## PROVIDED PASSAGE
--------------------------------------------------

Why don’t we turn a little bit to talk specifically about kind of earnings and some of the guidance and just kind of overall trends that you all talked about in the call. Brian, you made a special kind of comment at the beginning of your earnings call that you didn’t think we were going to see in other crypto winter. Maybe you can explain a little bit kind of what that means from your perspective? So kind of, if not winter, does that mean that volatility goes away or kind of, how do you think about kind of how people should think about the macro landscape for crypto more generally?

Brian Armstrong

Yes, so I mean, I don’t think volatility is going away. We don’t really know what’s going to happen next quarter or two in crypto. Just like we don’t know what’s going to happen to the S&P 500. But the long-term trend is very good. And I do think they’ll be less of any kind of crypto winter at this point, because basically the use cases are here.

I remember five years ago I would go to conferences and one of the common questions I’d get offered from journalists or whoever would be like, well, where are the use cases? Everyone’s just trading this stuff, speculatively thinking about how it might be useful in the future. It kind of reminded me of like the early days of the internet, people would buy diapers.com and hope maybe someday it’ll be valuable or something like, I got domain names were kind of the original digital — scarce digital asset.

But now, nobody asked me that question about where are the use cases? It’s like DeFi has something gotten something like $60 billion in that range, in value accumulated into to it just in the last couple of years. NFTs had enormous growth and unlocked an entire new segment of people interested in crypto who are more like creators and even people who have no interest in finance.

And then Dallas is another decentralized autonomous organization, another big area of growth. You can go down the list. There’s so many really exciting adding things happening that the use cases are there. And so I just think any kind of winter or like these bigger cycles are getting more moderated now.

And you can see it basically every — over the last 10 years, kind of every — almost every year, I think you’d seen like the volatility of crypto sort of decline. And it actually, if you compare it to — yes, currencies, it’s kind of moving up the rankings in terms of more stability. Like I think it’s probably more stable than the Ruble at this point. So, where is that going to be in five years? I think it gets really interesting.

--------------------------------------------------

## EXCERPTED RECORDS
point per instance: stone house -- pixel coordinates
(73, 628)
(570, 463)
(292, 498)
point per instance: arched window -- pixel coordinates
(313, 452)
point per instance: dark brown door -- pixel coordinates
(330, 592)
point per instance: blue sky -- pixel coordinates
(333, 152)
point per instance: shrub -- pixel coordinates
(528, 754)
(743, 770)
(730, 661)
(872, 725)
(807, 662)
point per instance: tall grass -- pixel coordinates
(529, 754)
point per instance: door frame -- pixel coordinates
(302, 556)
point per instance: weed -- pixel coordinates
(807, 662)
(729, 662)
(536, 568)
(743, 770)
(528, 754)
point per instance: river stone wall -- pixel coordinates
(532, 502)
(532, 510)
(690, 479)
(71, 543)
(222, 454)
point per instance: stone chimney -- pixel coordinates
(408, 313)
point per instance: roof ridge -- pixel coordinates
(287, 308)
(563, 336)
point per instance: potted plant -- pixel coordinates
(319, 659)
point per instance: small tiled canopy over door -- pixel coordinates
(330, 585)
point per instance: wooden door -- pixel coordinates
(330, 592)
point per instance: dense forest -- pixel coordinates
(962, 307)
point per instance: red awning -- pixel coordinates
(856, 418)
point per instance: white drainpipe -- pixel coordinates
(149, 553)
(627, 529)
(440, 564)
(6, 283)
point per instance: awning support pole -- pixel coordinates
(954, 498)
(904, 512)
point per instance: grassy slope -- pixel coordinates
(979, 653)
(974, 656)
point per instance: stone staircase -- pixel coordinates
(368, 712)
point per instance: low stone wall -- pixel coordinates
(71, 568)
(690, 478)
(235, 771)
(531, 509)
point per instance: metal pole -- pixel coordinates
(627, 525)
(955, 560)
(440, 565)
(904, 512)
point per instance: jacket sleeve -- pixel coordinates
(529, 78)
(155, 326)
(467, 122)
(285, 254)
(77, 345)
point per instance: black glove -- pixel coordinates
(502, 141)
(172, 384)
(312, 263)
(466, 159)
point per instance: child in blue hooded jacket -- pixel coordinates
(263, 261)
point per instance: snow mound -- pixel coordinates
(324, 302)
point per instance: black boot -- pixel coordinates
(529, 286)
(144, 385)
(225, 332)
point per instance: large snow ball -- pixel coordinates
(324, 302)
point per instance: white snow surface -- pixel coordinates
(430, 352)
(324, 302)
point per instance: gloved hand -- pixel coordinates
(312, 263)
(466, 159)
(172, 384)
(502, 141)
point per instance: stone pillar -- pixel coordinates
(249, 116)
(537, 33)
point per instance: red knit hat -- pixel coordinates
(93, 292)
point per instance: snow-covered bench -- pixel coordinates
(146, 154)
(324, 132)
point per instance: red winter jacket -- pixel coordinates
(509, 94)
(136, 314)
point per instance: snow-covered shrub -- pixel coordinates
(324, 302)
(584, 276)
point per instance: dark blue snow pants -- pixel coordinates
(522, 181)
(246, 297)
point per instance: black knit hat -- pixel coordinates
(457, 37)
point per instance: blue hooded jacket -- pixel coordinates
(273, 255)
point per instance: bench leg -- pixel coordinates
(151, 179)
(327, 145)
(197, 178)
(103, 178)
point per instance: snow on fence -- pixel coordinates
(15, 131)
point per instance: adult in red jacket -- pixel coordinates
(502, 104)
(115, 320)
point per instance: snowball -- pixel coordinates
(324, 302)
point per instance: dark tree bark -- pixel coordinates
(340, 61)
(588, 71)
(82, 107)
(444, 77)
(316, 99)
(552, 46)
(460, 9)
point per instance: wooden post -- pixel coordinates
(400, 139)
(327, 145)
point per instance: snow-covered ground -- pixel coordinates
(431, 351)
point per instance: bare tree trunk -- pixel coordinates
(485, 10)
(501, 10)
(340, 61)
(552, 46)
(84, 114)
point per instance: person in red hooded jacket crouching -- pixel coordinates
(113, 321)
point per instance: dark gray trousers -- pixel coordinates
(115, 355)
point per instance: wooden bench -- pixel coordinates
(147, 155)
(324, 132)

--------------------------------------------------

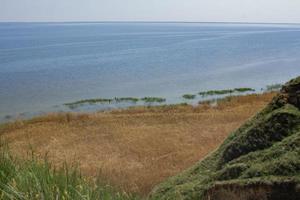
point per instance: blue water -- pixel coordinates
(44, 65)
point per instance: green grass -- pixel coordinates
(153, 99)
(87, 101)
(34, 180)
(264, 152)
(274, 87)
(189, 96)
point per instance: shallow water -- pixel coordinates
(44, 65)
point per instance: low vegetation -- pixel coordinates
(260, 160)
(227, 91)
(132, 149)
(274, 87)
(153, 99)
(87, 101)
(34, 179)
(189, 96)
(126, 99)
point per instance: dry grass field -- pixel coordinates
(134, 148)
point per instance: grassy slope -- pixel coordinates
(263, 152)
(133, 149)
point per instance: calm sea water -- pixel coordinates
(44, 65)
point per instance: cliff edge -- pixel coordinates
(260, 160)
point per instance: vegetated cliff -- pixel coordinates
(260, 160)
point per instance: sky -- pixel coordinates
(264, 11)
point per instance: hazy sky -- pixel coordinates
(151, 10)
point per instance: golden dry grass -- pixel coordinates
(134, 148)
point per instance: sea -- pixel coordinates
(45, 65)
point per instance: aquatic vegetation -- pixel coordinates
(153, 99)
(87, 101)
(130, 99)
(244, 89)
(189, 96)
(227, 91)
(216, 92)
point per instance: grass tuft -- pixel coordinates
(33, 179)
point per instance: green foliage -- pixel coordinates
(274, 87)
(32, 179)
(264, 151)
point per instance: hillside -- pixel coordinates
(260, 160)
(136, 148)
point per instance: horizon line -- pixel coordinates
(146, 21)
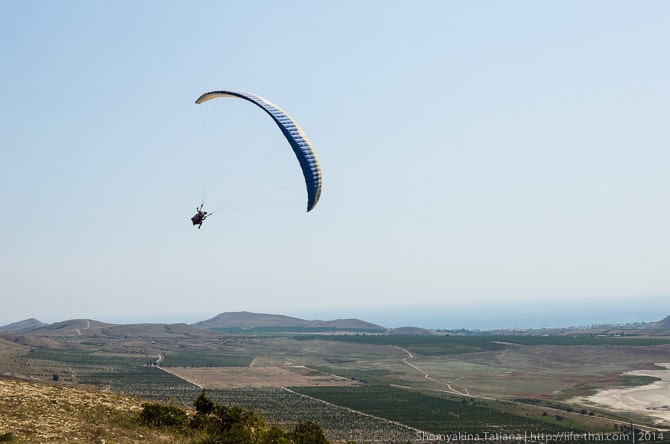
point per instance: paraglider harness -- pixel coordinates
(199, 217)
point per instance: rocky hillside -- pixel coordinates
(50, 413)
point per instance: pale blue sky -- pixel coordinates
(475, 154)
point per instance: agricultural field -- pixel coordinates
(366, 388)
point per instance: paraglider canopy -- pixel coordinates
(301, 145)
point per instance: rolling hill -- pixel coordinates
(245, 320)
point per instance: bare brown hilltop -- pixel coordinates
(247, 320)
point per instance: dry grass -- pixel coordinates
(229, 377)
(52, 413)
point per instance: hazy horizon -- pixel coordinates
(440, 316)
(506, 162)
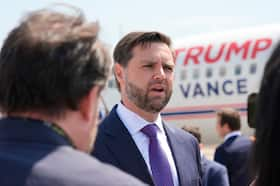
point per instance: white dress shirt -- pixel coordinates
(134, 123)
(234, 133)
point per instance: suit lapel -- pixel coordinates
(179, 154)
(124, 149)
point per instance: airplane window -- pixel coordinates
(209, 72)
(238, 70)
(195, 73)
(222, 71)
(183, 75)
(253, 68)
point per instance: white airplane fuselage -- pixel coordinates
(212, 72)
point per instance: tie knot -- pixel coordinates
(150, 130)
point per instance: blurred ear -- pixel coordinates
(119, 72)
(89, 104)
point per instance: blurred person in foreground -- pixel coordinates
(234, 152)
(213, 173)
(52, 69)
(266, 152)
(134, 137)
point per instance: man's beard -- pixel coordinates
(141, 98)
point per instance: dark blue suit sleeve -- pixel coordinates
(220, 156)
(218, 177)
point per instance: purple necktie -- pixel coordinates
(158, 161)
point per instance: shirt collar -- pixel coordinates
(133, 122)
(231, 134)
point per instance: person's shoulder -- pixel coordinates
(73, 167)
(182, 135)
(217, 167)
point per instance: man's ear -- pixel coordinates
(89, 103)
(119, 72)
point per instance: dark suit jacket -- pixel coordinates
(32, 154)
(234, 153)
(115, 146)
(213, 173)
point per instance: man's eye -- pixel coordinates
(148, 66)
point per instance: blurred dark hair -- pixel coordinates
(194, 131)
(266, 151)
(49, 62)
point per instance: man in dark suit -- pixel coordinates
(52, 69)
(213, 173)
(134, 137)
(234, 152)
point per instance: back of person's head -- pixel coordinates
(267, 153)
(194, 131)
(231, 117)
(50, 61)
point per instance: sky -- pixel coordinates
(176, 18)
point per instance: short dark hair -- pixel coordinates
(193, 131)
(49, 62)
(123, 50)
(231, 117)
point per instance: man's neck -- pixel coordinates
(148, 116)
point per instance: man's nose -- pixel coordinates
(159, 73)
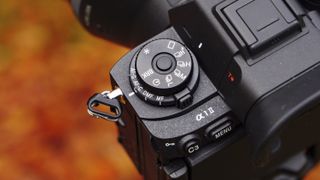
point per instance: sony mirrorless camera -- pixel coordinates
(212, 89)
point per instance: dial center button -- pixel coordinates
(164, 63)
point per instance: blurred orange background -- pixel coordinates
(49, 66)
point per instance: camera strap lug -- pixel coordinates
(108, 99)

--------------------------------------------------

## EXERCISE REQUIREMENTS
a - Return, word for word, everything in the crypto interview transcript from "Why don’t we" down to "crypto more generally?".
b - How many lines across both blocks of entries contain the word "dark"? Reply with the number only.

## RESPONSES
a -
Why don’t we turn a little bit to talk specifically about kind of earnings and some of the guidance and just kind of overall trends that you all talked about in the call. Brian, you made a special kind of comment at the beginning of your earnings call that you didn’t think we were going to see in other crypto winter. Maybe you can explain a little bit kind of what that means from your perspective? So kind of, if not winter, does that mean that volatility goes away or kind of, how do you think about kind of how people should think about the macro landscape for crypto more generally?

b - 9